* READING PASSAGE
=======
Your program should ignore a GOSUB command and should print an error
message if the program attempts to execute two GOSUB commands in a row without
a call on RETURN in between. Your
program should ignore a RETURN command and should print an error message if the
program attempts to execute a RETURN command when there is no active subroutine
execution.
12. (5
points) Program execution should proceed sequentially from the first line of
the program until it encounters an END command.
It should produce this message when the program finishes executing:
PROGRAM TERMINATED
If it executes all
statements of the program without executing an END command, your program should
produce this message instead:
PROGRAM TERMINATED WITHOUT
REACHING END
The first token after
the line number indicates the kind of command to execute (REM, END, LET, IF,
etc.). If your program encounters an
illegal token, it should ignore the command and should produce an error message
indicating the illegal command.
Other than the
specific error handling described in this writeup, you may assume in writing
your code that the program you are provided is a legal program.
=======
(Region annotation items)

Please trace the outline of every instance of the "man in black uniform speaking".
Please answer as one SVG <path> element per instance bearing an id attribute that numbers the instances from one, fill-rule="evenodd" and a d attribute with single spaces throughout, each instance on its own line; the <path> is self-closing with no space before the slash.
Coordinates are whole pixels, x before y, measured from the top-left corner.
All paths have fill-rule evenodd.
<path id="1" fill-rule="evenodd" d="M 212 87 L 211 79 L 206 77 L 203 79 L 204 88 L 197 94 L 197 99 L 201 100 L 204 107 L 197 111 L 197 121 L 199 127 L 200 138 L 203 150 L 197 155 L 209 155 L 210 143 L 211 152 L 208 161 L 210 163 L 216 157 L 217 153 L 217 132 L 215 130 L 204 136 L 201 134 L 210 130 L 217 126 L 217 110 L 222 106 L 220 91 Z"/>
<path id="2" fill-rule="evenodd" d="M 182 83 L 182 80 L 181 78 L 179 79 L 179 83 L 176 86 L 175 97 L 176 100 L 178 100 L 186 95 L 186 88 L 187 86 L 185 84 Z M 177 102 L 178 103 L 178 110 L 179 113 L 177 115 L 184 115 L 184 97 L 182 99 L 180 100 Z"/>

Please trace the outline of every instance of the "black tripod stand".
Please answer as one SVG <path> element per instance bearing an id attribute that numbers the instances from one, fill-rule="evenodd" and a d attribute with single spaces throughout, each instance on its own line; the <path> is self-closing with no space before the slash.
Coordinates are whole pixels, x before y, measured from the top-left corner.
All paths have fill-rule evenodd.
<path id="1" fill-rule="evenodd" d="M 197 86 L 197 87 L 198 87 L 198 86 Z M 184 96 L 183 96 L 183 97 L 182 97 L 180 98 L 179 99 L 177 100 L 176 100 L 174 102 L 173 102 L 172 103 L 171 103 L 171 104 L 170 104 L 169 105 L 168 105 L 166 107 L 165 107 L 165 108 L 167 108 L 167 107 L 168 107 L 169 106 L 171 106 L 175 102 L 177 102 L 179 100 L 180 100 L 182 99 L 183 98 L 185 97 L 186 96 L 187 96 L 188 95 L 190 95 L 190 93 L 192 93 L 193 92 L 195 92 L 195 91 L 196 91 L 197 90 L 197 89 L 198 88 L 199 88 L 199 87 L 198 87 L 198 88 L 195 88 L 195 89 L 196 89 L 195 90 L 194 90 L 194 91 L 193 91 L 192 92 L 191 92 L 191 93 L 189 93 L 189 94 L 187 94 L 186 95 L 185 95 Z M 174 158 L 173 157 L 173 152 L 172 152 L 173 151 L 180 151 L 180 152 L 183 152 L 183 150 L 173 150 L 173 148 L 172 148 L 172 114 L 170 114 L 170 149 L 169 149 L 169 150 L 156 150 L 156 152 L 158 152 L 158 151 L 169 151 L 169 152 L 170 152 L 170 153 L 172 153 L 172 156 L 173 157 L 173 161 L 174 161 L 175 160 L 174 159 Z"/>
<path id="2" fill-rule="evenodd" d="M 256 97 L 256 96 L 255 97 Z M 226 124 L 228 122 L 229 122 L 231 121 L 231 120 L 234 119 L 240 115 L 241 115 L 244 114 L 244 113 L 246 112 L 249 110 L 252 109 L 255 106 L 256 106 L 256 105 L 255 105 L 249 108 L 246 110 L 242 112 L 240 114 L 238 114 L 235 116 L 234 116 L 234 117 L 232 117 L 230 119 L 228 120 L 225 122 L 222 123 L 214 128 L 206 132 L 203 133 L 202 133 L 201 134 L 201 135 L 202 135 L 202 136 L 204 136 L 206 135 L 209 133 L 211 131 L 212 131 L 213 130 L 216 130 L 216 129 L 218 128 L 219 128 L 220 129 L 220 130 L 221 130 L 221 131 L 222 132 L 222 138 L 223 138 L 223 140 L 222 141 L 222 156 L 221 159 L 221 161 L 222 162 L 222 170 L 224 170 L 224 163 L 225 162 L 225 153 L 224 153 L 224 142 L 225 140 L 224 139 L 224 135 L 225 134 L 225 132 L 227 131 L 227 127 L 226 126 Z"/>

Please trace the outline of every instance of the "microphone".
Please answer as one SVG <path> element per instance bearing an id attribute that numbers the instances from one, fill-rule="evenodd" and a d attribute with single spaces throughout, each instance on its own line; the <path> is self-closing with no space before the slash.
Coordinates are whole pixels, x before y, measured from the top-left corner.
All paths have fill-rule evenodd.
=======
* WRITTEN EXERCISE A
List every command name mentioned in the interpreter assignment text.
* WRITTEN EXERCISE B
Resume the interpreter assignment text, starting right after its final sentence.
These rows have no connection to the interpreter assignment text.

* EXERCISE ANSWER A
GOSUB, RETURN, END, REM, LET, IF

* EXERCISE ANSWER B
You will notice that
the starter code defines a global variable called program that stores the
program. It is helpful to be able to
declare a small number of global variables, although you don’t want to overuse
the technique. You are allowed to
declare up to 5 global variables in writing your solution (Stuart’s has 3
globals other than program).
The starter code
provided in hw7.scm gives the following command options to the user:
·
LIST: show a listing of the current
program
·
RUN: run the current program
·
SAVE: save the current program in
program.bas
·
STOP: exit the BASIC interpreter
·
UNSAVE: restore a program from
program.bas
In addition, the user
can enter lines of the program, which will all begin with a line number. They can be entered in any order. The user can also replace a line. To delete a line, the user should type the
line number followed by enter.